### CONSIGNE 1
Repérez dans les enregistrements toutes les lignes contenant la chaîne « headscarf » et recopiez-les.

### EXTRAIT DU TEXTE
#####
Engagement conjoint à accroître le financement, la coordination et améliorer l'éducation des réfugiés
Une élève de l'école Al-Bahouaira dans la région du lac Tchad. Crédit : GPE/Carine Durand

Rédigé conjointement par Yasmine Sherif, Directrice du fonds Education Cannot Wait ; Alice Albright, Directrice générale du Partenariat mondial pour l'éducation et Keiko Miwa, Directrice régionale du développement humain de la Banque mondiale.

Le premier Forum mondial sur les réfugiés, qui s’ouvre aujourd'hui à Genève, se tient à la fin d'une décennie particulière au cours de laquelle le nombre de personnes réfugiées à travers le monde est passé à plus de 26 millions.

Ayant fui leur foyer à la recherche d’une protection, la majorité de ces personnes - environ 85 % - vit dans les pays les plus pauvres du monde. Par conséquent, bon nombre d'entre elles ont du mal à accéder aux services essentiels dans leurs communautés d’accueil.

Les difficultés d'accès à l'éducation en sont un bon exemple. Plus de la moitié des réfugiés dans le monde sont des enfants et quelques 3,7 millions d’entre eux ont perdu non seulement leur maison, mais aussi leur chance d’aller à l’école.
#####
### DONNÉES FOURNIES
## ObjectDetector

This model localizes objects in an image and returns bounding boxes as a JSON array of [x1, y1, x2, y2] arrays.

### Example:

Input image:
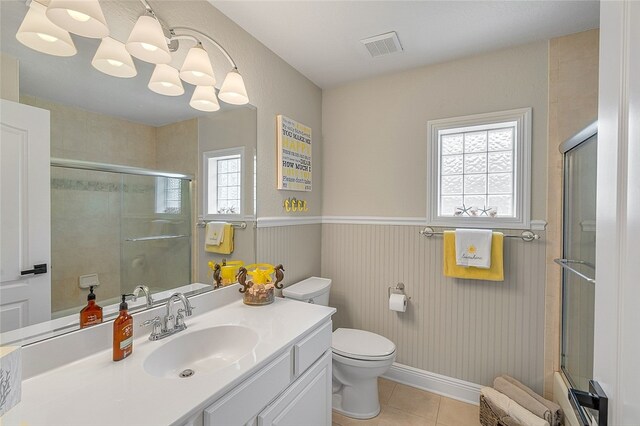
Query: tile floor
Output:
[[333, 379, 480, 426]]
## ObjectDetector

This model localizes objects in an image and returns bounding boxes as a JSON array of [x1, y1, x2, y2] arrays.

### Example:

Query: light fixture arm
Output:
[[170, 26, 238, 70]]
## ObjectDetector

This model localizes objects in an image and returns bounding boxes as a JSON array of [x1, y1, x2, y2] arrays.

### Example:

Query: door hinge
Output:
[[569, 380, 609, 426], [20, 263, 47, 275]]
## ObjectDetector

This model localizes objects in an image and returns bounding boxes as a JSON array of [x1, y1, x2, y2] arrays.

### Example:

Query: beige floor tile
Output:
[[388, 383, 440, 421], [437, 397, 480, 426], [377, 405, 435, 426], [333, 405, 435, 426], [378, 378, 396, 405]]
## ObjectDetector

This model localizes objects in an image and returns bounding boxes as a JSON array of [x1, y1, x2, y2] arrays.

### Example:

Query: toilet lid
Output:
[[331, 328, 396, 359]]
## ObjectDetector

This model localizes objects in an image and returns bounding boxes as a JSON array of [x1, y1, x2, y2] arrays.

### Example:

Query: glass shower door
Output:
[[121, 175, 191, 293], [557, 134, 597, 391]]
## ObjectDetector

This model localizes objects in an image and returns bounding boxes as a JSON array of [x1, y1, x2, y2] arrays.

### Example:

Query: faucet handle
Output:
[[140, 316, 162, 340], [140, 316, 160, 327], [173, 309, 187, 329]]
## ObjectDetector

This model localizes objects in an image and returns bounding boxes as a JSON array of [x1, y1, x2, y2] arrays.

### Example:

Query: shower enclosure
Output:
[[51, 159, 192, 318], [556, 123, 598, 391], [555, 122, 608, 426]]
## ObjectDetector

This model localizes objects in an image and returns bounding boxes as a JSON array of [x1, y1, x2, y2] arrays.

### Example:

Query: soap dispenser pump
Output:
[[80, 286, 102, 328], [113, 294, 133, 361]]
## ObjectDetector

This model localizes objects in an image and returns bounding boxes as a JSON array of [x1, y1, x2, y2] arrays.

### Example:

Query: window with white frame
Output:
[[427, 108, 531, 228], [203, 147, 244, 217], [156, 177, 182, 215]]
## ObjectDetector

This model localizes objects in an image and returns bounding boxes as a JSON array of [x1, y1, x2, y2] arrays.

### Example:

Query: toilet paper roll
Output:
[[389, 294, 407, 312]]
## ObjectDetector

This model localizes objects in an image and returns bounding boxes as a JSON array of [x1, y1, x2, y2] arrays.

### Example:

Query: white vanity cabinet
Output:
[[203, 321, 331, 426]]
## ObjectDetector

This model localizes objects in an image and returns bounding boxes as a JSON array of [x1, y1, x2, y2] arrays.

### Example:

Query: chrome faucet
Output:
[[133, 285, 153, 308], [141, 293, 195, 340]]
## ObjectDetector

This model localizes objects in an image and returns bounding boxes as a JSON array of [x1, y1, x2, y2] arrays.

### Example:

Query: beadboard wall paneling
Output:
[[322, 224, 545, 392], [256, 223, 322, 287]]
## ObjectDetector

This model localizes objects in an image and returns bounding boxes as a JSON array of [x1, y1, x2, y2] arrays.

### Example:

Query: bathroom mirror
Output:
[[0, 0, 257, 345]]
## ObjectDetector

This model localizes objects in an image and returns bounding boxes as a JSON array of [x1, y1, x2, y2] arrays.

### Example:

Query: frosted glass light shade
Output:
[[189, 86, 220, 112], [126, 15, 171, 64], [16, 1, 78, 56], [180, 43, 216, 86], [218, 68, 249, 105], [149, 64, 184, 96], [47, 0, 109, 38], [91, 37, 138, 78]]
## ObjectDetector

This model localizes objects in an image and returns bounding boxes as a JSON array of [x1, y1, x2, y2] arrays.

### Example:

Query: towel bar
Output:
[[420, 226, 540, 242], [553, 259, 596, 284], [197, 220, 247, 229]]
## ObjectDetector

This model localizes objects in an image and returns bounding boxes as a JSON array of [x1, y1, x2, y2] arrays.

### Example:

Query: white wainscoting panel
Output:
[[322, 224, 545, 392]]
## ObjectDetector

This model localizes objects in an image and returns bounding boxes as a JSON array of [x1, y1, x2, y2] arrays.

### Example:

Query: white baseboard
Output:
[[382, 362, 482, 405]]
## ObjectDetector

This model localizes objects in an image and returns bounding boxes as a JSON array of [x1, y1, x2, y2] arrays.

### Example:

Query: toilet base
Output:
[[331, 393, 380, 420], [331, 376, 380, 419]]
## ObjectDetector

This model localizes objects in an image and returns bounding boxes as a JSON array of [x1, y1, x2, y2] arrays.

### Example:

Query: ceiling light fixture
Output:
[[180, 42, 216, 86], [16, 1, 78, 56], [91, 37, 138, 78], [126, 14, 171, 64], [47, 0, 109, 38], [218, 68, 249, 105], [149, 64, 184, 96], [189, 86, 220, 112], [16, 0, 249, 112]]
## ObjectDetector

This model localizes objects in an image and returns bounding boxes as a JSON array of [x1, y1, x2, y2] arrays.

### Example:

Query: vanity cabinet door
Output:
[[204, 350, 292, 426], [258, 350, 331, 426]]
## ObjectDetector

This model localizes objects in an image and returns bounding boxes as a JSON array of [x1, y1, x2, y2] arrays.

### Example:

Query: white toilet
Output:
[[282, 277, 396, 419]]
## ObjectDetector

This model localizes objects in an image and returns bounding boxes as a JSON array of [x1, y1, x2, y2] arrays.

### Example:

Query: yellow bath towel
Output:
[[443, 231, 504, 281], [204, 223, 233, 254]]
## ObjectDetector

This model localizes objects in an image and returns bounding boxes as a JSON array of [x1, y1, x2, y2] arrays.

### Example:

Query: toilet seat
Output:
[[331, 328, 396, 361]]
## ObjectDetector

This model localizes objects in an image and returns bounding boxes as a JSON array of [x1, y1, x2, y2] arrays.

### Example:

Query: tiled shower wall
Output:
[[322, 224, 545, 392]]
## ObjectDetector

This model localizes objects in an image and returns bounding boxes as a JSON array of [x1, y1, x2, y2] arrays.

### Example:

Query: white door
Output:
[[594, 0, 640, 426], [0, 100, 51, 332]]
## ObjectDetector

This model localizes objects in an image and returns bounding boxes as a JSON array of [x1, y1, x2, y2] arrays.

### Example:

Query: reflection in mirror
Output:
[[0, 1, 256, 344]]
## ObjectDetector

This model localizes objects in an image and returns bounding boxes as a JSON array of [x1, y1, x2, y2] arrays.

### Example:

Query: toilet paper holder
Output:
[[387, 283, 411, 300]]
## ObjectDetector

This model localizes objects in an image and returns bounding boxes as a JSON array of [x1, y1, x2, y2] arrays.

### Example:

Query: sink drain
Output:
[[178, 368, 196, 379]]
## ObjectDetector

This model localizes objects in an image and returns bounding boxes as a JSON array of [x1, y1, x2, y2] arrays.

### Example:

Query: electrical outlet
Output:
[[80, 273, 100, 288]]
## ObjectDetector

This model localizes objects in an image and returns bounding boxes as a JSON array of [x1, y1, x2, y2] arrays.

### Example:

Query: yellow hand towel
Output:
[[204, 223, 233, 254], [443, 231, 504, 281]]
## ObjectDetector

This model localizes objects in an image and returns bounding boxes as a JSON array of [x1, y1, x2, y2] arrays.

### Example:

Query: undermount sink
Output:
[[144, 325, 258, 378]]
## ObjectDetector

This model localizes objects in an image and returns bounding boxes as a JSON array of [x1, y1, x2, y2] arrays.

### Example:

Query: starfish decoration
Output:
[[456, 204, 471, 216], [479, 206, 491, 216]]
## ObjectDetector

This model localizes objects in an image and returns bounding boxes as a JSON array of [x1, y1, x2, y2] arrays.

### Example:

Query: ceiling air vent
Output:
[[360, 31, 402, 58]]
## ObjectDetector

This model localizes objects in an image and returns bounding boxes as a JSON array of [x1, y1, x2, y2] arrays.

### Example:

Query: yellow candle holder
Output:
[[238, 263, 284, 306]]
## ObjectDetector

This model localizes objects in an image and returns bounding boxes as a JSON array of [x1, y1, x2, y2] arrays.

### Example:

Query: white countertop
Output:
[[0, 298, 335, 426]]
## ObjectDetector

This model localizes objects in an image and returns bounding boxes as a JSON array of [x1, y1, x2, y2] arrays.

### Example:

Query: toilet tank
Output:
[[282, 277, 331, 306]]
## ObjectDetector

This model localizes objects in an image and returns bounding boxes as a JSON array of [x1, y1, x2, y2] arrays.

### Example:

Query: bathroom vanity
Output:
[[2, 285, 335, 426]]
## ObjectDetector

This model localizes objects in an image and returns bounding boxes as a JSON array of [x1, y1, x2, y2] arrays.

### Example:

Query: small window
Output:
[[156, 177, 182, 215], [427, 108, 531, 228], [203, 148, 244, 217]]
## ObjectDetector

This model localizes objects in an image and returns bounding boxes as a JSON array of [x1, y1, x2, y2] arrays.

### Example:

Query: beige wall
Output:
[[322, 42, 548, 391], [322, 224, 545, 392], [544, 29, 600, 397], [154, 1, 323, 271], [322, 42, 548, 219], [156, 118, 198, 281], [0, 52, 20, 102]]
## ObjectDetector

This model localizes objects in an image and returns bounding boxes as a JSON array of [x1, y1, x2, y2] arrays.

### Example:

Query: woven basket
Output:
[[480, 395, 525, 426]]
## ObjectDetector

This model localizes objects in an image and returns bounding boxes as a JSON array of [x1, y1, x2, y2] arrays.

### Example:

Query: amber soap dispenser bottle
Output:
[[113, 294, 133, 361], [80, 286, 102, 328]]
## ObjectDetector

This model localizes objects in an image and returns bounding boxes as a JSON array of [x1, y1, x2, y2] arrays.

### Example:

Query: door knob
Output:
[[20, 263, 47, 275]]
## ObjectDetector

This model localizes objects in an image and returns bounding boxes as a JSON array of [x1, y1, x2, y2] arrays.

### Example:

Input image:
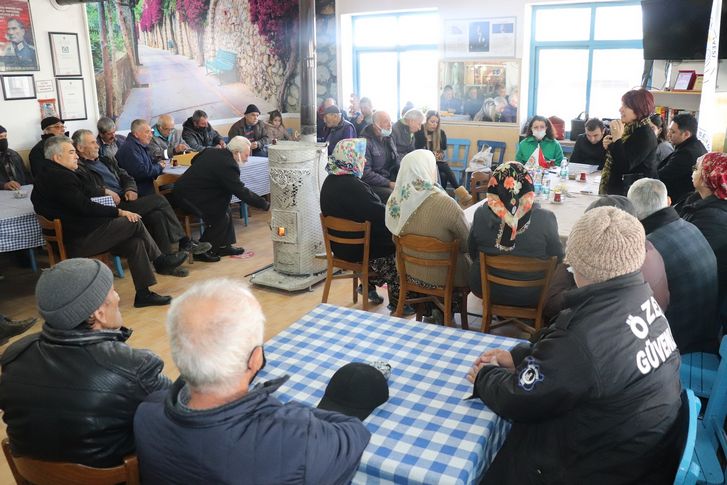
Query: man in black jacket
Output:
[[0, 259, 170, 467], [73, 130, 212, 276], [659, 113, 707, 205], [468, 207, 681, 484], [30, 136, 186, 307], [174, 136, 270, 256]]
#####
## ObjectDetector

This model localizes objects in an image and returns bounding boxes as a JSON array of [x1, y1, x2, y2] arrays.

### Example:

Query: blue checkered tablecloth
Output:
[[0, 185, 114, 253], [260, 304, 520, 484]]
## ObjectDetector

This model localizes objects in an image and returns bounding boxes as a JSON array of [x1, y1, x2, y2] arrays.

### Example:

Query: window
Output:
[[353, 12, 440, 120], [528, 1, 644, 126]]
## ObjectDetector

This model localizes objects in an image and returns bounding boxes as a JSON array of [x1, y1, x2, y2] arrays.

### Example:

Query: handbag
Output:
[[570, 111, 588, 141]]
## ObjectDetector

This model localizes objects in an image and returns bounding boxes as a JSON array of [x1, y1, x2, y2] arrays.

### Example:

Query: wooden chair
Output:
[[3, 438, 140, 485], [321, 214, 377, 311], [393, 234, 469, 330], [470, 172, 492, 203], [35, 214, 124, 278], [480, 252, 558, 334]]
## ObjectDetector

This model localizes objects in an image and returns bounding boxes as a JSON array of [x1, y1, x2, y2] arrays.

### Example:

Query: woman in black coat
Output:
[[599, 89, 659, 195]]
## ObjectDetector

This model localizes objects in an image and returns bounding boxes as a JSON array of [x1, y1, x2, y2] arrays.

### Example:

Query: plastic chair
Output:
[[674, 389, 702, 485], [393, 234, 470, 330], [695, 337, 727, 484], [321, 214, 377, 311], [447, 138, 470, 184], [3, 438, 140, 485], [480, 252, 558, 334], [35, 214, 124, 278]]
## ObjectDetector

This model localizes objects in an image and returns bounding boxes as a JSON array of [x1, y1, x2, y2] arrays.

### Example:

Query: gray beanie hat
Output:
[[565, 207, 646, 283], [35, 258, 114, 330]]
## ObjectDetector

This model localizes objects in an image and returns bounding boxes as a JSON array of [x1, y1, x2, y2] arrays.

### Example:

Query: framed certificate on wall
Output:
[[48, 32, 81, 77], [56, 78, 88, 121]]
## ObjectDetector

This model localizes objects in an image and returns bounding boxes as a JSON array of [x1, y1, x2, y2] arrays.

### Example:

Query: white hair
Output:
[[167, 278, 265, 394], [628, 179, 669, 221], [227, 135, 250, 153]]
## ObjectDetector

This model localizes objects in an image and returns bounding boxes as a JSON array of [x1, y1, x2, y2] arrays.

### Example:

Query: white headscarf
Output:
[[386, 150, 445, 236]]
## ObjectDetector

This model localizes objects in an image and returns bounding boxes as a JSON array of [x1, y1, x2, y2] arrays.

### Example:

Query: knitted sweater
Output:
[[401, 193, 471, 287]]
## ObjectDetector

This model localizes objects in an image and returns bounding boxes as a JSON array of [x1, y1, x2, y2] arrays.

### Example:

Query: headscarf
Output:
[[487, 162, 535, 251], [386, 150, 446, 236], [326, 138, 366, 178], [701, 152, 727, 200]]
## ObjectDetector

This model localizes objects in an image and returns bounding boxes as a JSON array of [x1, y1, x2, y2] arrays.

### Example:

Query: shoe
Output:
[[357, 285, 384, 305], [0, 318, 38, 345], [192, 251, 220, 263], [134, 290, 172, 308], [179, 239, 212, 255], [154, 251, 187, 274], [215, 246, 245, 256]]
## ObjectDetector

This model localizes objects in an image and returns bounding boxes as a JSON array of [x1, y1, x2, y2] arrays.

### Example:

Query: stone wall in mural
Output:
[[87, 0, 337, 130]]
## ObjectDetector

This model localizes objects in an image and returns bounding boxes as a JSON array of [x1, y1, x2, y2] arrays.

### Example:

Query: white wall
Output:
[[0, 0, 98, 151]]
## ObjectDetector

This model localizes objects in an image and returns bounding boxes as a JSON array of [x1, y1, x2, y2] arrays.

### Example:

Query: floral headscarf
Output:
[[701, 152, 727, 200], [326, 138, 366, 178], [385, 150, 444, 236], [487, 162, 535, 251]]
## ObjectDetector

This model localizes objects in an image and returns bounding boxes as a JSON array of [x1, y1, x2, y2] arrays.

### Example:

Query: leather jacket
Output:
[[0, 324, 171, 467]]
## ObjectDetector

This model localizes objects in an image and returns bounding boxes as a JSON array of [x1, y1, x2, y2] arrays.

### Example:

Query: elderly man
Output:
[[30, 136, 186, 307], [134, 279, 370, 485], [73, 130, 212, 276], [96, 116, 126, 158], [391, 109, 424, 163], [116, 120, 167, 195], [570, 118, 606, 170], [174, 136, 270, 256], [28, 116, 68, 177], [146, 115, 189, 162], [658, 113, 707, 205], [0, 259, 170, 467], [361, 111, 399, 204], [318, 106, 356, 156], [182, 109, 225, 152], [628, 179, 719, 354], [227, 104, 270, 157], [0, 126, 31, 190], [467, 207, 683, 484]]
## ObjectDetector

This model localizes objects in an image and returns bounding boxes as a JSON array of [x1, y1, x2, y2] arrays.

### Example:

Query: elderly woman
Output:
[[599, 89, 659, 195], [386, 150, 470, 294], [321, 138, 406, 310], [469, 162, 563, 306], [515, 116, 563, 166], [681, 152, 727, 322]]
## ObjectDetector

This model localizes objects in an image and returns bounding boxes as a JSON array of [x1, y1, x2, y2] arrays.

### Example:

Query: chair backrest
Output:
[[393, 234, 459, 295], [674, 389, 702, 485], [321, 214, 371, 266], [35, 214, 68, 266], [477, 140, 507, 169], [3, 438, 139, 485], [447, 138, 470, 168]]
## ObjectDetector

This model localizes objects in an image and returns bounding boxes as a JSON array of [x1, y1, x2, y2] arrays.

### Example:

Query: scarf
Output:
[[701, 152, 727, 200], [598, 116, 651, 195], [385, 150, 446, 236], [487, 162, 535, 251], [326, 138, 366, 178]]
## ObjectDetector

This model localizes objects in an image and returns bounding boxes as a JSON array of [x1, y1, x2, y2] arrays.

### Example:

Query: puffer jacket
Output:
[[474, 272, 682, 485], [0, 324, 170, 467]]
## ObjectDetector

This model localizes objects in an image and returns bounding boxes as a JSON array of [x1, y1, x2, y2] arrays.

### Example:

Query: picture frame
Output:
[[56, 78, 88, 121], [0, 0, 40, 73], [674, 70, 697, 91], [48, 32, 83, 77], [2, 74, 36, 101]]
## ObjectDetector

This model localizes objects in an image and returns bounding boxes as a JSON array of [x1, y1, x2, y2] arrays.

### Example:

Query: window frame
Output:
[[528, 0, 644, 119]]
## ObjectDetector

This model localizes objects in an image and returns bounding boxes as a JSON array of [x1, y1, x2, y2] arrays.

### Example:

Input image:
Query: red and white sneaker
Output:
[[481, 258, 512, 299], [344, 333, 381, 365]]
#####
### CONSIGNE 2
Répondez brièvement à partir de l'extrait :
(a) Dans quelle ville s'ouvre le premier Forum mondial sur les réfugiés ?
(b) Quelle proportion des personnes réfugiées vit dans les pays les plus pauvres du monde ?
(c) À combien s'élève le nombre de personnes réfugiées dans le monde à la fin de la décennie ?

### RÉPONSE 1
Query: white headscarf
Query: headscarf
Query: floral headscarf

### RÉPONSE 2
(a) Genève.
(b) Environ 85 %.
(c) Plus de 26 millions.